### [AIM]
In the passage on gay marriage, what rank did Argentina take among countries worldwide to legalize gay marriage?

### [PASSAGE GIVEN]
<<<<

Many progressives and liberals in America were stunned when on July 21st the President of Argentina Christina Fernandez de Kirchner signed into law a bill legalizing gay marriage.  Argentina became the first South American country and the tenth country overall to legalize gay marriage.  Many Americans could not believe that a developing nation like Argentina would legalize gay marriage before the so-called liberal democracies like the United States, Great Britain and France.

As a citizen of the United States it surprises me that this great country that was home to visionaries, leaders and humanitarians like George Washington, Thomas Jefferson, Abraham Lincoln, John F Kennedy and Martin Luther King is now on the outside looking in when it comes to one of the most important civil rights issues of our times.

The issue of marriage is a state issue in the United States unlike in India.  Many progressive states including New Hampshire, Massachusetts, Connecticut, Iowa and Vermont have legalized gay marriage.  Some other states like New Jersey allow for “civil unions” for gay couples but not marriage.  But when it comes to the attitude towards the LGBT (Lesbian, Gay, Bisexual and Transgenders) community Indians and Americans are very similar.

Most polls on this issue indicate that about 60% of Indians oppose gay marriage.  But this is not bad as it looks.  Only a year has passed since the Delhi High Court passed a truly historic verdict declaring that parts of British era Article 377 that criminalizes gay sex is unconstitutional.  Many gay couples got married assuming that this verdict meant that gay marriage was legal in India (it is not).  Initially the government of India informed the courts that it will appeal the verdict to the Supreme Court of India.  Today it looks very likely that the government will let the court ruling stand.

The Delhi High Court verdict is more symbolic than anything else.  In independent India not a single person has been charged under Article 377 of the IPC for participating in gay sexual activity.  In addition Indian society has a very complicated relationship with the gay community.  There is very little in Indian culture or traditions to indicate an antagonistic attitude towards the LGBT community existed.

On the contrary there is a lot of evidence in scripture, architecture and art to indicate that the India of the past was far more accepting of people of different sexual orientation than Indians of today.  The prudish Indian attitude today towards sexuality in general is more of a reflection of conservative Victorian and Catholic values imposed on the people by the British and the Portuguese than anything else.  Remember it is India that wrote the definitive book on human sexual behavior called the Kamasutra over 2000 years ago.

>>>>

### [DATASET EXCERPT]
<<<<

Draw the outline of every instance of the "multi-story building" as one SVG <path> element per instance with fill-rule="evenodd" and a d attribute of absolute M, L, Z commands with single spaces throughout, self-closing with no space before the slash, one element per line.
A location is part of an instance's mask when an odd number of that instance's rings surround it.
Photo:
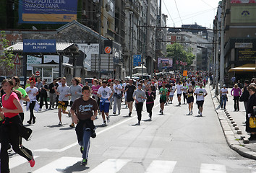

>>>>

### [EXERCISE SOLUTION]
Tenth overall.